───── MATERIAL SHOWN
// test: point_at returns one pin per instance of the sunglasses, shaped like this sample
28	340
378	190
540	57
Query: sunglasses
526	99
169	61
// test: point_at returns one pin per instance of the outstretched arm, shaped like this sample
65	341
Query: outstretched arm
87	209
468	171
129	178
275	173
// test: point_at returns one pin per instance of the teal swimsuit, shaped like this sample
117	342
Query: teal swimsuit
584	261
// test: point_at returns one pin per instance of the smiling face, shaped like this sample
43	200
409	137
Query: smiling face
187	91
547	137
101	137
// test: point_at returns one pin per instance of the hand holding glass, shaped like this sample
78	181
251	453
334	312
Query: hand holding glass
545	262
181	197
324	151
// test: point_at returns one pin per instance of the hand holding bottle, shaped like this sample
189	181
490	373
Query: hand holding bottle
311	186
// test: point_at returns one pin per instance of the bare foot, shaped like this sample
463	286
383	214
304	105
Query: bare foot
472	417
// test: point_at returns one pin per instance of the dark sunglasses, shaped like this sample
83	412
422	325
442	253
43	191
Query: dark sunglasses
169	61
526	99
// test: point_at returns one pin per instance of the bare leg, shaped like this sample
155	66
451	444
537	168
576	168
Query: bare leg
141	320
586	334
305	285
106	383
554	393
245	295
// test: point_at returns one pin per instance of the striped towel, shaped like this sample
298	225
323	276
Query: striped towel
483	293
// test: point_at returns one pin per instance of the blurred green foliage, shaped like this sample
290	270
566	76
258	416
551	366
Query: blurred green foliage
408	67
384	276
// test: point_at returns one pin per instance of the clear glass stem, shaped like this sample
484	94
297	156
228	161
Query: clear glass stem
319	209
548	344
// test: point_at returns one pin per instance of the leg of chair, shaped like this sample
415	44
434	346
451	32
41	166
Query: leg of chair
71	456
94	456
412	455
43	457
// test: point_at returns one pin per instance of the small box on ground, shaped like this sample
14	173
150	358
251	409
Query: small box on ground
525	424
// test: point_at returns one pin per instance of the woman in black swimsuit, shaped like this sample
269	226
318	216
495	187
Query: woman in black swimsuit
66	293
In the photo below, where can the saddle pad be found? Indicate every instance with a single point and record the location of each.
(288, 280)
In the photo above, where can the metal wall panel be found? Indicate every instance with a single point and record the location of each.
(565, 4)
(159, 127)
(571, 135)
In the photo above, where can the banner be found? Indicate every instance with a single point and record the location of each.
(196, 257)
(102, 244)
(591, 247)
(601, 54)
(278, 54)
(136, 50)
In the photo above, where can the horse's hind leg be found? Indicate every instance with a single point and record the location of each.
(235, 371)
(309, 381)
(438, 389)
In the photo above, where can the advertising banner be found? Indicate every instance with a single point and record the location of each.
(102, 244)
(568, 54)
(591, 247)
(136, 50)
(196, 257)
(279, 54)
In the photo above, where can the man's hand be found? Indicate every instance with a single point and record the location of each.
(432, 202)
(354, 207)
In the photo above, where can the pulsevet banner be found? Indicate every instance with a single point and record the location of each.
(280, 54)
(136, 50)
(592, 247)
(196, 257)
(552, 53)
──────────
TASK DESCRIPTION: Your task is to write out, exactly, the line that contains "In the photo above, where can the horse's" and each line after it to the end of the data, with no other lines.

SOLUTION:
In the photo above, where can the horse's hind leg be found? Indicate every instance with a single point and record the location of each.
(235, 371)
(309, 381)
(438, 389)
In the photo above, where can the advertising banner be found? Indicate every instance with a single point and record the location of each.
(102, 244)
(568, 54)
(591, 247)
(136, 50)
(196, 257)
(279, 54)
In the photo above, where can the man's hand be found? Indicate every instance with a single point and record the location of each.
(432, 202)
(354, 207)
In the photo above, where can the pulsevet banner be found? Indicate every instance with a single point and record the location of each.
(280, 54)
(136, 50)
(592, 247)
(196, 257)
(552, 53)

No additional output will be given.